WHAT THE TASK REQUIRES: Nothing in the data should be left out, so repeat it all exactly.
Top of STUDY MATERIAL
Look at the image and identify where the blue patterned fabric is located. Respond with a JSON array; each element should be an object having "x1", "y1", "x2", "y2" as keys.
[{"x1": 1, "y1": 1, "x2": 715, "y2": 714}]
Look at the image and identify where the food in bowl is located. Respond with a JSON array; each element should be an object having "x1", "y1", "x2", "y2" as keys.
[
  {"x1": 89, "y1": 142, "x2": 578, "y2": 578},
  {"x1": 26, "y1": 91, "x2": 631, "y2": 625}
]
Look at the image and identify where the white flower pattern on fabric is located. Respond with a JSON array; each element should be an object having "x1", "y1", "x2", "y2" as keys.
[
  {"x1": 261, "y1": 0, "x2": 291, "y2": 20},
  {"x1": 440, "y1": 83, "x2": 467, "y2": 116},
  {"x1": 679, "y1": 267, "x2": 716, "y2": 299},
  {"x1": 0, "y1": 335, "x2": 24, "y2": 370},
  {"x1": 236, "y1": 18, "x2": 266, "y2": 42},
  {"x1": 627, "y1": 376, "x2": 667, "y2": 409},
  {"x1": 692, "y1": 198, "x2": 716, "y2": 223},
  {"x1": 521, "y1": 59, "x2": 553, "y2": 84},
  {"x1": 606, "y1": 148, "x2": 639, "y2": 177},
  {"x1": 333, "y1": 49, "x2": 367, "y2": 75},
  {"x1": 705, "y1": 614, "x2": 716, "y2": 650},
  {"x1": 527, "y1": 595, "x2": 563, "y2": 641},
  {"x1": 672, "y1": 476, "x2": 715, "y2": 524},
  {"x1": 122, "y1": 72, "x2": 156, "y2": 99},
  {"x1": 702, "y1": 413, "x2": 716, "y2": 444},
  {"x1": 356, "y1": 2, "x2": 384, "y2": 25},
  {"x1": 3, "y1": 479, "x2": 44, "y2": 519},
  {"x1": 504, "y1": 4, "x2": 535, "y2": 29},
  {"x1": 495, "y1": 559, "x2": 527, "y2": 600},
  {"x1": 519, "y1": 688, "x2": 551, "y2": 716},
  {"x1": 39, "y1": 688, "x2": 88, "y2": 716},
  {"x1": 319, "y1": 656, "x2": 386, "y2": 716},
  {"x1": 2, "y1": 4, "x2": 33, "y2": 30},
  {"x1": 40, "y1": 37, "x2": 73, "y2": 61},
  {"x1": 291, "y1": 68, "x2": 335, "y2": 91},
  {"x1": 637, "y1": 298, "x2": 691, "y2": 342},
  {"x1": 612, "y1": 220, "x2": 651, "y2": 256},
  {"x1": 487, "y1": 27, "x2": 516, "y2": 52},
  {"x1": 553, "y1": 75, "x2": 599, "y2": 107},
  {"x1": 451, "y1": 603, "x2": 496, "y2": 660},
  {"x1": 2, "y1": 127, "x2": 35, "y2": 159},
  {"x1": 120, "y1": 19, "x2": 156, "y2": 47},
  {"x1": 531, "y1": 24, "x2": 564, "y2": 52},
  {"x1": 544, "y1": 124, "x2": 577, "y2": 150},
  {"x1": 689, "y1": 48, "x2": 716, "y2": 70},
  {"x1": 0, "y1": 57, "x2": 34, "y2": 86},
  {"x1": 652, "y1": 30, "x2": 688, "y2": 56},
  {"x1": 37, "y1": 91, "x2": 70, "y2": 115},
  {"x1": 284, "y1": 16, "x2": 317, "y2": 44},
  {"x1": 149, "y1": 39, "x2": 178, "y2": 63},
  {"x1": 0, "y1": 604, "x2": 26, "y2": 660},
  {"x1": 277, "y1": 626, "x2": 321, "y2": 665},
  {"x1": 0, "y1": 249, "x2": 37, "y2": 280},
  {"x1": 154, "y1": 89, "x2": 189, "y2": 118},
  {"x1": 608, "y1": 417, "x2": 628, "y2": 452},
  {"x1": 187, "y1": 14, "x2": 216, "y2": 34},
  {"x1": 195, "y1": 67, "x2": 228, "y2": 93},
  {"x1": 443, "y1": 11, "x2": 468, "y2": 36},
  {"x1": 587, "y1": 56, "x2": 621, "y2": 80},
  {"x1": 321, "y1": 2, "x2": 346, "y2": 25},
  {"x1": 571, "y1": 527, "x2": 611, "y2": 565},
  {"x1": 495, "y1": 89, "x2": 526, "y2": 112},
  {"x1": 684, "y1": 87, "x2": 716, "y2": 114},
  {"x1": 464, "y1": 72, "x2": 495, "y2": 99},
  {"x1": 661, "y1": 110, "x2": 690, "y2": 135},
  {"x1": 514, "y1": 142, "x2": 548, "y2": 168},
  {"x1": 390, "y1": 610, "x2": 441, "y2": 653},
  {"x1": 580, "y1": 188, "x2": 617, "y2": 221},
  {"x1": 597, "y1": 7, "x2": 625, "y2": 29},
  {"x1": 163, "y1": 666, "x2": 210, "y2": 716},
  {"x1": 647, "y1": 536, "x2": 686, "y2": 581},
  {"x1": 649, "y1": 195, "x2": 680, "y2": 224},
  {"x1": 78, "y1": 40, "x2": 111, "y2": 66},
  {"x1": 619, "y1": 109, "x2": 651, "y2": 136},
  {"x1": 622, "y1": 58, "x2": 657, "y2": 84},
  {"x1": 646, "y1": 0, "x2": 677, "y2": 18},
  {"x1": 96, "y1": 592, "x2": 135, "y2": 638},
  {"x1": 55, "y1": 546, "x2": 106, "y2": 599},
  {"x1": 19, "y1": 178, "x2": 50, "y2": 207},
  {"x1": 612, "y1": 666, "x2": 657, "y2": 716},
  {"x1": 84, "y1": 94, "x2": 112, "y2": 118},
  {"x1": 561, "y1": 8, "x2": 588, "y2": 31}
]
Bottom of STUDY MATERIAL
REPLY:
Look at the image and identify where the blue patterned fabric is located. Respond with a JSON array; each element should be an object having "x1", "y1", "x2", "y2" as keys.
[{"x1": 1, "y1": 1, "x2": 715, "y2": 714}]
Look at the image and identify where the food in bowl is located. Respond with a JSON array; each element should be an object having "x1", "y1", "x2", "y2" as keys.
[
  {"x1": 89, "y1": 142, "x2": 578, "y2": 578},
  {"x1": 26, "y1": 91, "x2": 631, "y2": 625}
]
Look at the image and identify where the white flower pattern on fabric is located. Respond with a JSON array; each element should be an object having "x1", "y1", "x2", "y2" as keys.
[
  {"x1": 261, "y1": 0, "x2": 291, "y2": 20},
  {"x1": 440, "y1": 83, "x2": 467, "y2": 116},
  {"x1": 679, "y1": 267, "x2": 716, "y2": 299},
  {"x1": 0, "y1": 335, "x2": 24, "y2": 370},
  {"x1": 236, "y1": 18, "x2": 266, "y2": 42},
  {"x1": 627, "y1": 376, "x2": 667, "y2": 409},
  {"x1": 692, "y1": 198, "x2": 716, "y2": 223},
  {"x1": 521, "y1": 59, "x2": 553, "y2": 84},
  {"x1": 606, "y1": 148, "x2": 639, "y2": 177},
  {"x1": 333, "y1": 49, "x2": 367, "y2": 75},
  {"x1": 705, "y1": 614, "x2": 716, "y2": 650},
  {"x1": 527, "y1": 595, "x2": 563, "y2": 641},
  {"x1": 672, "y1": 476, "x2": 715, "y2": 524},
  {"x1": 122, "y1": 72, "x2": 156, "y2": 99},
  {"x1": 702, "y1": 413, "x2": 716, "y2": 444},
  {"x1": 356, "y1": 2, "x2": 384, "y2": 25},
  {"x1": 3, "y1": 479, "x2": 44, "y2": 519},
  {"x1": 504, "y1": 4, "x2": 535, "y2": 29},
  {"x1": 495, "y1": 559, "x2": 527, "y2": 600},
  {"x1": 519, "y1": 688, "x2": 551, "y2": 716},
  {"x1": 39, "y1": 688, "x2": 88, "y2": 716},
  {"x1": 319, "y1": 656, "x2": 386, "y2": 716},
  {"x1": 2, "y1": 4, "x2": 33, "y2": 30},
  {"x1": 40, "y1": 37, "x2": 73, "y2": 61},
  {"x1": 291, "y1": 68, "x2": 335, "y2": 91},
  {"x1": 637, "y1": 298, "x2": 691, "y2": 342},
  {"x1": 612, "y1": 220, "x2": 651, "y2": 256},
  {"x1": 487, "y1": 27, "x2": 516, "y2": 52},
  {"x1": 553, "y1": 75, "x2": 599, "y2": 107},
  {"x1": 451, "y1": 603, "x2": 496, "y2": 660},
  {"x1": 2, "y1": 127, "x2": 35, "y2": 159},
  {"x1": 120, "y1": 19, "x2": 156, "y2": 47},
  {"x1": 531, "y1": 24, "x2": 564, "y2": 52},
  {"x1": 544, "y1": 124, "x2": 577, "y2": 150},
  {"x1": 689, "y1": 48, "x2": 716, "y2": 70},
  {"x1": 0, "y1": 57, "x2": 34, "y2": 86},
  {"x1": 652, "y1": 30, "x2": 688, "y2": 56},
  {"x1": 37, "y1": 91, "x2": 70, "y2": 115},
  {"x1": 284, "y1": 16, "x2": 317, "y2": 44},
  {"x1": 149, "y1": 39, "x2": 178, "y2": 63},
  {"x1": 0, "y1": 604, "x2": 26, "y2": 660},
  {"x1": 277, "y1": 626, "x2": 321, "y2": 665},
  {"x1": 0, "y1": 249, "x2": 37, "y2": 280},
  {"x1": 154, "y1": 89, "x2": 189, "y2": 118},
  {"x1": 608, "y1": 417, "x2": 628, "y2": 452},
  {"x1": 187, "y1": 14, "x2": 216, "y2": 34},
  {"x1": 195, "y1": 67, "x2": 228, "y2": 93},
  {"x1": 443, "y1": 11, "x2": 468, "y2": 36},
  {"x1": 587, "y1": 56, "x2": 621, "y2": 80},
  {"x1": 321, "y1": 2, "x2": 346, "y2": 25},
  {"x1": 571, "y1": 527, "x2": 611, "y2": 565},
  {"x1": 495, "y1": 89, "x2": 526, "y2": 112},
  {"x1": 684, "y1": 87, "x2": 716, "y2": 114},
  {"x1": 464, "y1": 72, "x2": 495, "y2": 99},
  {"x1": 661, "y1": 110, "x2": 690, "y2": 135},
  {"x1": 514, "y1": 142, "x2": 548, "y2": 168},
  {"x1": 390, "y1": 610, "x2": 441, "y2": 653},
  {"x1": 580, "y1": 188, "x2": 617, "y2": 221},
  {"x1": 597, "y1": 7, "x2": 625, "y2": 29},
  {"x1": 163, "y1": 666, "x2": 210, "y2": 716},
  {"x1": 647, "y1": 536, "x2": 686, "y2": 581},
  {"x1": 649, "y1": 195, "x2": 680, "y2": 224},
  {"x1": 78, "y1": 40, "x2": 111, "y2": 66},
  {"x1": 619, "y1": 109, "x2": 651, "y2": 136},
  {"x1": 622, "y1": 58, "x2": 657, "y2": 84},
  {"x1": 646, "y1": 0, "x2": 677, "y2": 18},
  {"x1": 96, "y1": 592, "x2": 135, "y2": 638},
  {"x1": 55, "y1": 546, "x2": 106, "y2": 599},
  {"x1": 19, "y1": 178, "x2": 50, "y2": 207},
  {"x1": 612, "y1": 666, "x2": 657, "y2": 716},
  {"x1": 84, "y1": 94, "x2": 112, "y2": 118},
  {"x1": 561, "y1": 8, "x2": 588, "y2": 31}
]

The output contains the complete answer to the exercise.